## What you need to do
Every line below between the one holding "# indicate one point per instance of the man's" and the one holding "# indicate one point per instance of the green camouflage", inclusive, should be copied exactly, and no other line.

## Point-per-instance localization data
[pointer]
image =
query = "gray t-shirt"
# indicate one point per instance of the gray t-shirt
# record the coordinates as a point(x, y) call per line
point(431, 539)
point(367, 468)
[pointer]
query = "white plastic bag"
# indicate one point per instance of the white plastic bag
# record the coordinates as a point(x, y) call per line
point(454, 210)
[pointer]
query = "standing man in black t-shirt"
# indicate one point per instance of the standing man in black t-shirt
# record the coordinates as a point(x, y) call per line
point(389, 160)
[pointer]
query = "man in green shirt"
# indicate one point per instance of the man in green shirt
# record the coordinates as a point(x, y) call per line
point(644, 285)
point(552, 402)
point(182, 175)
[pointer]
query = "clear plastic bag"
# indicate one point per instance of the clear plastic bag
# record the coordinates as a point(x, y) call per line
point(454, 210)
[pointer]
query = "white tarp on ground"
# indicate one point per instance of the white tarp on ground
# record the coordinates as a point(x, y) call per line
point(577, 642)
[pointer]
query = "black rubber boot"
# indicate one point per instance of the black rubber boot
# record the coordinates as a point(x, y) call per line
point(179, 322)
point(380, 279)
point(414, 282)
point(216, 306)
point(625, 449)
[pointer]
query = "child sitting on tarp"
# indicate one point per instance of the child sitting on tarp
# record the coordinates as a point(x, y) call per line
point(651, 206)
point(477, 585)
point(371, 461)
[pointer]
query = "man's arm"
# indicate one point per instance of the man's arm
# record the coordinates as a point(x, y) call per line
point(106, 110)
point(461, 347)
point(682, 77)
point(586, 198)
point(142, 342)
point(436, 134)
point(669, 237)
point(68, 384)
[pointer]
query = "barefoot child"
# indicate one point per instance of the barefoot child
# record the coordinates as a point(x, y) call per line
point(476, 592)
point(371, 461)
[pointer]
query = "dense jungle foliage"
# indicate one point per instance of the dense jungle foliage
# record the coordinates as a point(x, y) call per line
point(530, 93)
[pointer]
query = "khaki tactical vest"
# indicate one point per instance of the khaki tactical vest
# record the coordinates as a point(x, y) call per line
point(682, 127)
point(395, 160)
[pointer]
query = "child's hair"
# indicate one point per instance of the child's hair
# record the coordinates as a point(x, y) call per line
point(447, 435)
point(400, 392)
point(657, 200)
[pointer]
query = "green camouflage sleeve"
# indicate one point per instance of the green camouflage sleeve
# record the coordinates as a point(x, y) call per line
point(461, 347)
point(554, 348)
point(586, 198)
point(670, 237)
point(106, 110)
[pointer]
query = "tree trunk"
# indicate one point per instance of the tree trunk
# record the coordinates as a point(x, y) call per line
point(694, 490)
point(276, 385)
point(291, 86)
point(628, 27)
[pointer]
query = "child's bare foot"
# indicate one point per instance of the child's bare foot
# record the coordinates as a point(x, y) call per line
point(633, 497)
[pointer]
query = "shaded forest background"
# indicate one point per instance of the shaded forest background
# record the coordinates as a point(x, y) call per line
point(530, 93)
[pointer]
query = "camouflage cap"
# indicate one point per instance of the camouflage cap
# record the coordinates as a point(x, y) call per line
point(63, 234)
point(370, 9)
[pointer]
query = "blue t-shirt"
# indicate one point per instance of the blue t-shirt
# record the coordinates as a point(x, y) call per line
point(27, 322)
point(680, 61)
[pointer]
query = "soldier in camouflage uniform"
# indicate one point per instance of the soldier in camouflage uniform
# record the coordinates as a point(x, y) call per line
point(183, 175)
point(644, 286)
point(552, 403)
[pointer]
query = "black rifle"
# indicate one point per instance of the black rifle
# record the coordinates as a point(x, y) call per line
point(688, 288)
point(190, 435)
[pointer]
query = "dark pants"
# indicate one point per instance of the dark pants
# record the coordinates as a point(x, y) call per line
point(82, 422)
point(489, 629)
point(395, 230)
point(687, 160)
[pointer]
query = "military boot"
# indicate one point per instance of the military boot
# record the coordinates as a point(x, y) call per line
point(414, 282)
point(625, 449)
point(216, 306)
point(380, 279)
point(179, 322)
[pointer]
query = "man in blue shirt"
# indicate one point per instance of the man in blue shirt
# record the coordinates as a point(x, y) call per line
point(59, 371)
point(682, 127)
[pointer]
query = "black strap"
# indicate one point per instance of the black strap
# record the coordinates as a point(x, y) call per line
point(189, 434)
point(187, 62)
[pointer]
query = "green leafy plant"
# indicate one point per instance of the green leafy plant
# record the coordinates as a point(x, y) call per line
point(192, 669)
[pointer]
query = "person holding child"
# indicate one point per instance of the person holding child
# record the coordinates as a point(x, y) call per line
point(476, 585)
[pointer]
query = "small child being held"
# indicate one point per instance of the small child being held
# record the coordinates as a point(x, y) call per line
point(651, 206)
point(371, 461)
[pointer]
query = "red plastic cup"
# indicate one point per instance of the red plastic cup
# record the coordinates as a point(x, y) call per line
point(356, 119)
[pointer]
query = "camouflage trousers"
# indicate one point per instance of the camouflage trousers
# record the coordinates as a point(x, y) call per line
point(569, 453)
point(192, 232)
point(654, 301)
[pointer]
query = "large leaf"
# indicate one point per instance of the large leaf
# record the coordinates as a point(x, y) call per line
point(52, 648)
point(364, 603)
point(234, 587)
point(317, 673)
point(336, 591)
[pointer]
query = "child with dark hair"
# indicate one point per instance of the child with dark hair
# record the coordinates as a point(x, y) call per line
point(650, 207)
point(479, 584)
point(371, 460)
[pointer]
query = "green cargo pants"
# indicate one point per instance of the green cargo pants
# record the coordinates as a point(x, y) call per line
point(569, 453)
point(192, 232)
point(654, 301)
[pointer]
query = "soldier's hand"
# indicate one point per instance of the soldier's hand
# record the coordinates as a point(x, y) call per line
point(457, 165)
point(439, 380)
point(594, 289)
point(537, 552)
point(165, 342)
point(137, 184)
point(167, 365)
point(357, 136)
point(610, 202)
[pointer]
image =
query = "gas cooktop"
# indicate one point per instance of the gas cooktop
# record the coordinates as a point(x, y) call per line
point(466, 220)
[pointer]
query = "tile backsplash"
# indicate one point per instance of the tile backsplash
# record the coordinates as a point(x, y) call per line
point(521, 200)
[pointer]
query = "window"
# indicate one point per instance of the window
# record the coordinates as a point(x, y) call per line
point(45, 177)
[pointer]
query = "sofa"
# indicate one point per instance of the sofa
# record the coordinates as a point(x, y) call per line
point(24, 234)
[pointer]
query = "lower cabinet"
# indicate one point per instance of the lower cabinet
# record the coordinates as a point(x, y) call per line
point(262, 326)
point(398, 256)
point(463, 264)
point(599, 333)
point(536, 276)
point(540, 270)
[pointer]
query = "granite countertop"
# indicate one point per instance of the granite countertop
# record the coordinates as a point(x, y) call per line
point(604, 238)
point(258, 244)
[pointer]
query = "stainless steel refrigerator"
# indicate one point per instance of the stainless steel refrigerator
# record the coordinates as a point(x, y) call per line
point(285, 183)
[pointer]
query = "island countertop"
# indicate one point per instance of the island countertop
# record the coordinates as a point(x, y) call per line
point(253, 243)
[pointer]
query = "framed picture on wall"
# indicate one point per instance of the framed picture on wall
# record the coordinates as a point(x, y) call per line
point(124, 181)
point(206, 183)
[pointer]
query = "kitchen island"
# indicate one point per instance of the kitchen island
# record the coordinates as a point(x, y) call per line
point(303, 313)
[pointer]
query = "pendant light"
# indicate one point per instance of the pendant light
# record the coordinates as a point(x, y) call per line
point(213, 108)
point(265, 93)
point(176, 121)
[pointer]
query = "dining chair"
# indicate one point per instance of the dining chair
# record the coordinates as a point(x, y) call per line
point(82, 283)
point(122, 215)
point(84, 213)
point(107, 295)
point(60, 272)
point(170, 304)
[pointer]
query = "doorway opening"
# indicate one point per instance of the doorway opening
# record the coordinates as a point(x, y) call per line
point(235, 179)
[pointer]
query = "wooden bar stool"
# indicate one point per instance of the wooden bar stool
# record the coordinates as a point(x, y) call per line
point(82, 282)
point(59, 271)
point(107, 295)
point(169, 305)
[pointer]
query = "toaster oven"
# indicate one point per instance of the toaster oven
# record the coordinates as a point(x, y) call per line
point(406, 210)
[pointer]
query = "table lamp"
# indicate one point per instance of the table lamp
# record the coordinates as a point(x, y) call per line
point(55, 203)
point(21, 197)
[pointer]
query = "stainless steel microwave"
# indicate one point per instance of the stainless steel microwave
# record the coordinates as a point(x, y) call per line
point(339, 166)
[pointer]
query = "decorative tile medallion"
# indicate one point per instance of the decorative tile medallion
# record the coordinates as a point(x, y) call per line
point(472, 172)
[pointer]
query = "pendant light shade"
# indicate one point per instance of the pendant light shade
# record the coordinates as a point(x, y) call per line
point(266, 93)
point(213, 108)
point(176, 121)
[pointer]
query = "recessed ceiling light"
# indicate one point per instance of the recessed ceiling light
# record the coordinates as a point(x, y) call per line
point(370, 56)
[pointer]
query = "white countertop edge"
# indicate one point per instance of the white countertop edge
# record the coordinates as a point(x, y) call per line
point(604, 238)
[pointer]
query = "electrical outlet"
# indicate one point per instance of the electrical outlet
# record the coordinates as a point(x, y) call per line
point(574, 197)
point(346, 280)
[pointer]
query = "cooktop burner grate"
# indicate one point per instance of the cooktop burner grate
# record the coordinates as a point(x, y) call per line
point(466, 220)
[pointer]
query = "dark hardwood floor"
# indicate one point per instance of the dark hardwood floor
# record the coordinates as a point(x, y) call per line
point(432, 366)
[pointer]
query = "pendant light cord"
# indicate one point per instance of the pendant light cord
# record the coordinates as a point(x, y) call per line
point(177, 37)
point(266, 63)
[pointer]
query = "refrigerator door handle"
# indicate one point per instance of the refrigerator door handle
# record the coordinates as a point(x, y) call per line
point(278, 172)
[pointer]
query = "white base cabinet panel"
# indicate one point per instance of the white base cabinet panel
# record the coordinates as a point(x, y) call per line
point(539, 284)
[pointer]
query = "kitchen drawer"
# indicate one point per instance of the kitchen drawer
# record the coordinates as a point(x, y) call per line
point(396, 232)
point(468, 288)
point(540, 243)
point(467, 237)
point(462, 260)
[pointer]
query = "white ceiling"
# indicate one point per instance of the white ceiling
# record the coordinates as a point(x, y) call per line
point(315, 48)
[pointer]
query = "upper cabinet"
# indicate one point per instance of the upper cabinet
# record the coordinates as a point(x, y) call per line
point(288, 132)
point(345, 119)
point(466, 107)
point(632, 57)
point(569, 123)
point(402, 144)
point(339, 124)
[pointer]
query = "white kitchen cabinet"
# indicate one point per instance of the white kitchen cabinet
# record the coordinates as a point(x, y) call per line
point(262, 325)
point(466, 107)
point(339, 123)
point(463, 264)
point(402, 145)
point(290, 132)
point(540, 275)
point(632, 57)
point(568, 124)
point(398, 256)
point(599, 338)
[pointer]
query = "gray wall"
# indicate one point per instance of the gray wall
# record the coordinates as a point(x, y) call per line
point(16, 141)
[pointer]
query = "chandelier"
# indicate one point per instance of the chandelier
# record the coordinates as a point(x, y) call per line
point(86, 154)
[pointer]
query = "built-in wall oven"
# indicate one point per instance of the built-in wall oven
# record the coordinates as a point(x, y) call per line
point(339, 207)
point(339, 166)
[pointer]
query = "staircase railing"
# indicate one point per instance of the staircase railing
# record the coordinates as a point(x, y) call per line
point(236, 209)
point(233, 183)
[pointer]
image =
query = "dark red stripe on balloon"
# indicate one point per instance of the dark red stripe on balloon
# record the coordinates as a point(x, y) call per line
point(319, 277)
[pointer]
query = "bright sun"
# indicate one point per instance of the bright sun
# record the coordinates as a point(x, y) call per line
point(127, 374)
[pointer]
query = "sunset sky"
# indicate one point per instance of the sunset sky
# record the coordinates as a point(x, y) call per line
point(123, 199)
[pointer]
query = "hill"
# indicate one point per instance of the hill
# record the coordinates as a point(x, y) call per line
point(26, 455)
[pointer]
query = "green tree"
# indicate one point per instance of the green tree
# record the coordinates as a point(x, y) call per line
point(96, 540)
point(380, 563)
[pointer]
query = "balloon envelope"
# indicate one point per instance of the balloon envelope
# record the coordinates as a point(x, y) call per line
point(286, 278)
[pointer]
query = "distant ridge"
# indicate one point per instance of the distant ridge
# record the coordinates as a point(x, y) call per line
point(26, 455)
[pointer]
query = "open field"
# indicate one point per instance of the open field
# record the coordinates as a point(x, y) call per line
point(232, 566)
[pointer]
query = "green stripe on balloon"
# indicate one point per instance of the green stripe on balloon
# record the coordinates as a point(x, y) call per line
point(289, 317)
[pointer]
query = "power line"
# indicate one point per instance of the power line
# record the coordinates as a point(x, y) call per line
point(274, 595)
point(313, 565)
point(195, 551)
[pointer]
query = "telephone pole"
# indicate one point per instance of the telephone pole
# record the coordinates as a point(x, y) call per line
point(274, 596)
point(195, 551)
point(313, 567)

## Answer area
# indicate one point per instance of the man's arm
# record the coordinates as a point(x, y) call per line
point(106, 110)
point(461, 347)
point(682, 77)
point(586, 198)
point(142, 342)
point(436, 134)
point(669, 237)
point(68, 384)
[pointer]
query = "barefoot child"
# indicate one point per instance of the barefoot child
# record the coordinates as a point(x, y) call per line
point(476, 592)
point(371, 461)
[pointer]
query = "dense jungle foliage"
# indicate one point per instance of the dense jungle foliage
# record the coordinates as a point(x, y) call per line
point(530, 93)
[pointer]
query = "khaki tactical vest"
# indicate one point per instance of the khaki tactical vest
# record the coordinates as a point(x, y) call per line
point(682, 127)
point(395, 160)
[pointer]
query = "child's hair"
# indicate one point per instance of the child's hair
# record the coordinates as a point(x, y) call per line
point(447, 435)
point(400, 392)
point(657, 200)
[pointer]
query = "green camouflage sleeve"
# indicate one point per instance of the green camouflage sleeve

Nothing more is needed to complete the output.